DOCUMENT TEXT:

BEGIN

Teaching phonics starts at a young age, but even if kids come into your classroom at any age it’s not too late.
First: Address where the child’s at
Data heads most schools, but sometimes when there’s language barriers, it makes these tests harder for students. No matter what additional factors are at play, simple one on one should allow you to know: does the child know their alphabet, do they know sounds, are they starting to get sight words, or just at what level they can read.
SECOND: Create a Goal and A Plan To achieve it
Nobody reaches the finish line without first figuring out where they are headed. Future readers likewise need to have achievable goals, so they can feel the success, and build on it. Notice nuance in each child. If the child is older, they might not be grasping why they even need to learn to read. They need to find inner motivation if they’re going to put forth the effort to master a new skill. This means they might need even more of a game type atmosphere. If you can think of a way to make learning fun, do it! The reward of it for everyone will pay off ten fold!
Third: Know the Basics of Language yourself
Here is some vocabulary around reading. Although it is not essential to memorize these words, the ideas behind them are what the students and all of us need to master.

END

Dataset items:
BEGIN

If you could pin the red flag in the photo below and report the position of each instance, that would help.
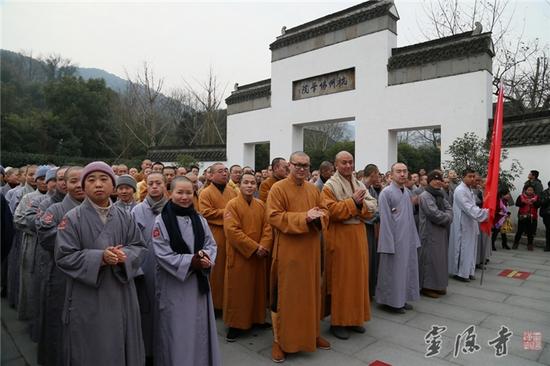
(491, 187)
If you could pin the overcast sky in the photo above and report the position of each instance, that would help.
(181, 40)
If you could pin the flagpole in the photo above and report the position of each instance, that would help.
(493, 170)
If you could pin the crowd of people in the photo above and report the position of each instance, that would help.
(118, 266)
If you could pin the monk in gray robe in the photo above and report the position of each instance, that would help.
(397, 244)
(465, 229)
(435, 216)
(41, 260)
(100, 250)
(27, 185)
(185, 251)
(28, 299)
(144, 214)
(50, 349)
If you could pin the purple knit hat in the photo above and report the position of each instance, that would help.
(98, 166)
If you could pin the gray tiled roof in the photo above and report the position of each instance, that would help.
(525, 130)
(200, 153)
(333, 22)
(446, 48)
(250, 91)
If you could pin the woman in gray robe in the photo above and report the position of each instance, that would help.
(435, 216)
(397, 245)
(100, 249)
(50, 351)
(101, 312)
(144, 214)
(186, 322)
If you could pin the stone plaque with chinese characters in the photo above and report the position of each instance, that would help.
(330, 83)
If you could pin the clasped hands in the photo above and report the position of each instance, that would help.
(114, 255)
(359, 196)
(262, 252)
(200, 261)
(314, 214)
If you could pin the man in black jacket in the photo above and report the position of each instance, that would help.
(545, 214)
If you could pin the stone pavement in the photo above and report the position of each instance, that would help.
(520, 305)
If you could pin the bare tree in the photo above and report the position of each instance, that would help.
(430, 136)
(198, 113)
(321, 136)
(143, 108)
(206, 100)
(521, 64)
(57, 67)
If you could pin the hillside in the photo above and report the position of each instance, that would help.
(38, 70)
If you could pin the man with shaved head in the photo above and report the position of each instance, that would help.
(212, 202)
(326, 170)
(144, 215)
(397, 245)
(280, 171)
(347, 257)
(195, 181)
(298, 214)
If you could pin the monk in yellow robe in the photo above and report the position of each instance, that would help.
(249, 243)
(297, 213)
(280, 171)
(212, 202)
(347, 257)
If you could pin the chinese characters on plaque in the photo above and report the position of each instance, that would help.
(333, 82)
(466, 342)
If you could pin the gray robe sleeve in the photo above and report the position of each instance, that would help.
(82, 265)
(135, 250)
(434, 214)
(386, 242)
(19, 215)
(31, 213)
(47, 230)
(178, 265)
(468, 205)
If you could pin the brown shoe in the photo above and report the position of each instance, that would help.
(277, 354)
(429, 293)
(322, 343)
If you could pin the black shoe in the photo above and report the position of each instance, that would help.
(262, 325)
(391, 309)
(357, 329)
(461, 279)
(339, 332)
(232, 334)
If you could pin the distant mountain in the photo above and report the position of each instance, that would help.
(114, 82)
(36, 70)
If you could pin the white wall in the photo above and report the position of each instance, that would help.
(531, 158)
(458, 104)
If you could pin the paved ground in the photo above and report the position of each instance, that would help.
(520, 305)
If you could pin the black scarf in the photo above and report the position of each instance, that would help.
(221, 187)
(58, 196)
(438, 195)
(170, 212)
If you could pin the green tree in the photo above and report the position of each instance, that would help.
(419, 157)
(261, 157)
(186, 160)
(473, 151)
(83, 114)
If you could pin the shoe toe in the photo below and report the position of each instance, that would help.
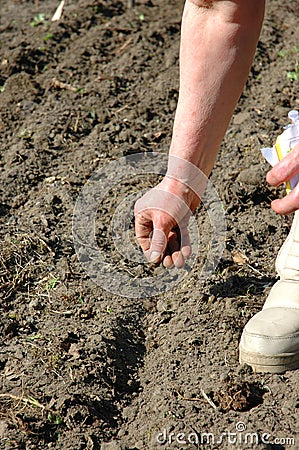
(270, 340)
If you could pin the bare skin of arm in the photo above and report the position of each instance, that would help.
(218, 42)
(281, 172)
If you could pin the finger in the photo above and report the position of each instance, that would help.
(285, 169)
(168, 262)
(288, 204)
(158, 245)
(143, 230)
(174, 249)
(186, 249)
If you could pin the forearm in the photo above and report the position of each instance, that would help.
(218, 43)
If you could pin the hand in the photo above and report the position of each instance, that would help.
(161, 220)
(281, 172)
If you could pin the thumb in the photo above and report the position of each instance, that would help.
(158, 245)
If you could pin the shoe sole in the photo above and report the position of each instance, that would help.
(270, 364)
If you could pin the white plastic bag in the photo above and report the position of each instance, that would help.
(283, 145)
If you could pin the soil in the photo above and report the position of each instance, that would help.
(83, 367)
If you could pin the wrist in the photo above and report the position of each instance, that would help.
(185, 176)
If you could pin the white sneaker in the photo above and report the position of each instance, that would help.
(270, 340)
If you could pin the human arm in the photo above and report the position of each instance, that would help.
(218, 42)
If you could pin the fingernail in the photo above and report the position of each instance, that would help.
(154, 256)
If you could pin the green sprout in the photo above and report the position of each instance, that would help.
(294, 74)
(40, 18)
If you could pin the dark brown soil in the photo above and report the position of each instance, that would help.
(85, 368)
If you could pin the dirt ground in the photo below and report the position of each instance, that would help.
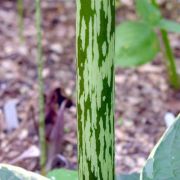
(143, 95)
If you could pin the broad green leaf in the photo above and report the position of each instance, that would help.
(148, 12)
(8, 172)
(133, 176)
(169, 25)
(63, 174)
(136, 44)
(164, 160)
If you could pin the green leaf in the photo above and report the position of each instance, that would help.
(63, 174)
(8, 172)
(136, 44)
(133, 176)
(148, 12)
(169, 25)
(164, 160)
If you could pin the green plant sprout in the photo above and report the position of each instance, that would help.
(40, 63)
(137, 42)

END

TASK BRIEF: Please carry the phonics text on from its final sentence. The data is separate material, apart from the phonics text.

RESULT BELOW:
Phonemes = any distinct unit of sound that when put together with other phonemes create words (for example ‘d’ in ‘dog’)
Grapheme = the symbols we use in writing (for example ‘d’)
Automacity = For it to be automatic and natural. The more words that fit into this category for the child the easier time they’ll have collecting information from a book or a street sign
Language Structure Also Effects Sound
Closed Words = CVC (consonant, vowel, consonant)
Open Words = 1st syllabol ends in a vowel
Silent ‘e’….also the other silent letter nuances
Vowel Team Words = like ‘Chair’ or ‘Neat’
Consonant ‘le’ and ‘er’ Words = like ‘supper’ and ‘turtle’
Lastly: Start Small
Our language is immense! People get Doctorates in just English, so remember achievable goals. Maybe a third grader just needs to learn the alphabet, but until that goal is accomplished the rest of English will not make sense. Good luck and stay patient!